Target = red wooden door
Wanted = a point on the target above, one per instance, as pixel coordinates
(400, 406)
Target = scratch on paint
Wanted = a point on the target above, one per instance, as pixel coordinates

● ● ●

■ **BRIEF**:
Render the lines above as a JSON list of strings, one string per line, with any blank lines omitted.

■ **RESPONSE TO THIS TASK**:
[
  "Target = red wooden door",
  "Wanted = a point on the target above, one per instance, as pixel coordinates",
  "(400, 406)",
  "Target = scratch on paint",
  "Wanted = a point on the target above, one per instance, as pixel coordinates"
]